**Problem to solve**
Reproduce the entire passage on electric bikes below, word for word and with nothing left out.

**Extracted text**
= Beginning of Section =

Click here to read how Ron proved that you can burn almost as many calories with an electric bike as with a regular bike (underscoring my point that you still get exercise on an electric bike).
The electric assist is only an assist – on electric bikes, pedaling is still required, sweat is still generated, and fitness is still built up.
I sometimes see electric bike commuters zooming past me using throttle only, not even pedaling. This does not cause me to froth at the mouth in fury because they are “cheating.” Live and let live, I say. If they don’t choose to pedal, it’s their choice. I would much rather share the roads with them than with cars and trucks.
And as I have said before – why on earth is it “cheating” to use electricity with a bike, but absolutely fine to use it everywhere else? I brush my teeth with an electric tooth brush and shave with an electric razor. When I shower, I enjoy hot water, because I have an electric boiler. And I can SEE to shave, because I have electric lights in my bathroom. I write my posts with an electricity-powered computer, not a pen and paper. I make my morning tea with an electric kettle, not a fire (which would really not work well in my condo!). The milk I put in it is fresh because I have an electric fridge. We call it PROGRESS, and it’s what we human beings excel at. Almost every aspect of our modern lives is powered by electricity. Why some people single out electric bikes and call them “cheating” is one of life’s biggest mysteries to me!
Electric Bikes are Good for the Environment
It’s true that electric bikes draw from traditional energy sources. But it’s really not fair to say that therefore electric bikes are as bad as cars. Our electric bikes use so little energy it is impossible to detect it on our electricity bills. It’s a TINY amount. Is that as terrible as a gas-guzzling, pollution-spewing SUV? I don’t think so! And the science on this is crystal clear. Electric bikes are not even remotely as poisonous to the environment as gas-powered cars.
Electric Bikes ARE Bikes
Electric bikes ARE bikes. True, many Lycra-clad athletes would not be seen dead on one. But electric bikes are bikes that make it possible for people with cardiac conditions, plastic knees, plastic hips and arthritis to cycle. They open up cycling to a massive range of relatively less able people, so that they can join the great community of cyclists and swell its ranks. They make it possible for moms to transport their kids on bikes, not in minivans.

= End of Section =

**Data listing**
= Beginning of Section =

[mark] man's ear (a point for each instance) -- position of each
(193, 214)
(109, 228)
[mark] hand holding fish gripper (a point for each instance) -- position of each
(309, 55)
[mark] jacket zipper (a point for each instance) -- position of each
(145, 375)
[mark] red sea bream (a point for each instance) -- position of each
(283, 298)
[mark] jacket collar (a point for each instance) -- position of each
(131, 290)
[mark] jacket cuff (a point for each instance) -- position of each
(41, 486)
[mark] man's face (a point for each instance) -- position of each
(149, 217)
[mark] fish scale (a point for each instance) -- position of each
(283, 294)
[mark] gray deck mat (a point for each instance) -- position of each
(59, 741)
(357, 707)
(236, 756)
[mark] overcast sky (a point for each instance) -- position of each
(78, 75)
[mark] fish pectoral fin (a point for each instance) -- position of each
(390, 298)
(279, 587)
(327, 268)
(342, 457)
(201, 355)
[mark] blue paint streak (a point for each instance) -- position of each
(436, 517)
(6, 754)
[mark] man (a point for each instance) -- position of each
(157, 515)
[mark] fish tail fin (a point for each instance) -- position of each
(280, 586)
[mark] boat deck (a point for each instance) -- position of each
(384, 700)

= End of Section =

**Solution to this exercise**
Click here to read how Ron proved that you can burn almost as many calories with an electric bike as with a regular bike (underscoring my point that you still get exercise on an electric bike).
The electric assist is only an assist – on electric bikes, pedaling is still required, sweat is still generated, and fitness is still built up.
I sometimes see electric bike commuters zooming past me using throttle only, not even pedaling. This does not cause me to froth at the mouth in fury because they are “cheating.” Live and let live, I say. If they don’t choose to pedal, it’s their choice. I would much rather share the roads with them than with cars and trucks.
And as I have said before – why on earth is it “cheating” to use electricity with a bike, but absolutely fine to use it everywhere else? I brush my teeth with an electric tooth brush and shave with an electric razor. When I shower, I enjoy hot water, because I have an electric boiler. And I can SEE to shave, because I have electric lights in my bathroom. I write my posts with an electricity-powered computer, not a pen and paper. I make my morning tea with an electric kettle, not a fire (which would really not work well in my condo!). The milk I put in it is fresh because I have an electric fridge. We call it PROGRESS, and it’s what we human beings excel at. Almost every aspect of our modern lives is powered by electricity. Why some people single out electric bikes and call them “cheating” is one of life’s biggest mysteries to me!
Electric Bikes are Good for the Environment
It’s true that electric bikes draw from traditional energy sources. But it’s really not fair to say that therefore electric bikes are as bad as cars. Our electric bikes use so little energy it is impossible to detect it on our electricity bills. It’s a TINY amount. Is that as terrible as a gas-guzzling, pollution-spewing SUV? I don’t think so! And the science on this is crystal clear. Electric bikes are not even remotely as poisonous to the environment as gas-powered cars.
Electric Bikes ARE Bikes
Electric bikes ARE bikes. True, many Lycra-clad athletes would not be seen dead on one. But electric bikes are bikes that make it possible for people with cardiac conditions, plastic knees, plastic hips and arthritis to cycle. They open up cycling to a massive range of relatively less able people, so that they can join the great community of cyclists and swell its ranks. They make it possible for moms to transport their kids on bikes, not in minivans.